**Your objective**
Continue the description of the TF-IDF company-name matching notebook from its last sentence.

# TF-IDF Vectorizer 2-3 ngrams Cosine Similarity
## Controlling ORBIS by entity and municipality and DENUE by entity and municipality

# General information
This notebook mainly executes the following for the firm names in `denue_final` and `orbis_final`: 

- Filtering the desired geographical zones in both data sets. 
- Extracting the company names. 
- Training the algorithm. 
- Extracting the results. 
- Labeling the results. 
- Exporting them to a Comma Separated Values file. 

After this, we've got the possible name matches in `denue_final` for each company in `orbis_final`. 

# Input files
1. **orbis_final:** `'/scratch/public/jpvasquez/MNCs_informality/Intermediate_data/output/orbis_final.csv'` This file contains a data set where each row represents a firm with one of their names associated, also, entity, municipality and ORBIS's BVDID number.

**Provided information**
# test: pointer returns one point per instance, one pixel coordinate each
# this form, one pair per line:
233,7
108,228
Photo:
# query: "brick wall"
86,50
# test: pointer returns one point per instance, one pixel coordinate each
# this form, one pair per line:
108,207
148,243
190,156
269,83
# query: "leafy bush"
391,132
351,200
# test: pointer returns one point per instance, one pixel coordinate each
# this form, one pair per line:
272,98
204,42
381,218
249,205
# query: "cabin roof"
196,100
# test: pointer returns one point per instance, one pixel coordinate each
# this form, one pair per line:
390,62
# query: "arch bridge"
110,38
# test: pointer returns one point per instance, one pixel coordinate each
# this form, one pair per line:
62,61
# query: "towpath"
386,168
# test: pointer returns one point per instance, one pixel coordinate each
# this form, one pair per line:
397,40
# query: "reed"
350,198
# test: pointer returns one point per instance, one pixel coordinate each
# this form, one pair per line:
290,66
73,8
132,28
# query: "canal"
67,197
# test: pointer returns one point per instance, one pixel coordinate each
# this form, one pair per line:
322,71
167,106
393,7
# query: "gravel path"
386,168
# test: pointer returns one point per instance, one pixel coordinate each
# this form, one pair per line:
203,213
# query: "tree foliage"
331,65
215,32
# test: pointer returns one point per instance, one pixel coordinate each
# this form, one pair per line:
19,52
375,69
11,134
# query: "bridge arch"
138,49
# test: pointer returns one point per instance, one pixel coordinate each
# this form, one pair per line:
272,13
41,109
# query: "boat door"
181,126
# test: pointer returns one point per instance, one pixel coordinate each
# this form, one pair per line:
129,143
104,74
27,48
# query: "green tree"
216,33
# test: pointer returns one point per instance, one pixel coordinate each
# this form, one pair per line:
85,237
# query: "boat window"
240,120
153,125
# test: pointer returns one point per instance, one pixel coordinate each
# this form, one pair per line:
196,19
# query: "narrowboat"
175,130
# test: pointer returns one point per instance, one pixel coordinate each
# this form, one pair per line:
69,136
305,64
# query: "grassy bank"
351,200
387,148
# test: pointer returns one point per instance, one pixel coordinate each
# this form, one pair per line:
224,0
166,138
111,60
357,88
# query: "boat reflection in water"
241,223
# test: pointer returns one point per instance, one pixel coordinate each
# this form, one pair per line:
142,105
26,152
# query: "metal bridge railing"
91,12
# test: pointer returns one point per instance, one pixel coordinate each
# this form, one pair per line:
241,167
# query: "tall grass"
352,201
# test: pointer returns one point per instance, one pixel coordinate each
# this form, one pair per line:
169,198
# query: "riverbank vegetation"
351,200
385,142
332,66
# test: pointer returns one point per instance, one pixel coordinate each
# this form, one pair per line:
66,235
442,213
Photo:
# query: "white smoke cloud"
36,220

**Final result**
2. **denue_final_alternative:** `'/scratch/public/jpvasquez/MNCs_informality/Intermediate_data/output/denue_final_alternative.csv'` This file contains a dataset where each row represents a firm with one of their names associated, also, the number of workers in that firm, entity, municipality and DENUE's key.

In [1]:
orbis_final_file = '/scratch/public/jpvasquez/MNCs_informality/Intermediate_data/output/orbis_final.csv'
denue_final_alternative_file = '/scratch/public/jpvasquez/MNCs_informality/Intermediate_data/output/denue_final_alternative.csv'

# Output files
1. **output_file_prefix:** `'/scratch/public/jpvasquez/MNCs_informality/Final_data/output/both_entity_municipality/denue_alternative/tf-idf/matches_tf_idf_both_'` These files contain the possible matches of each municipality.
2. **final_output:** `'/scratch/public/jpvasquez/MNCs_informality/Final_data/output/2-1-2-1-matches_tf_idf_both_entity_municipality_alternative.csv'` This file is a concatenation of all the `output_file_prefix` files.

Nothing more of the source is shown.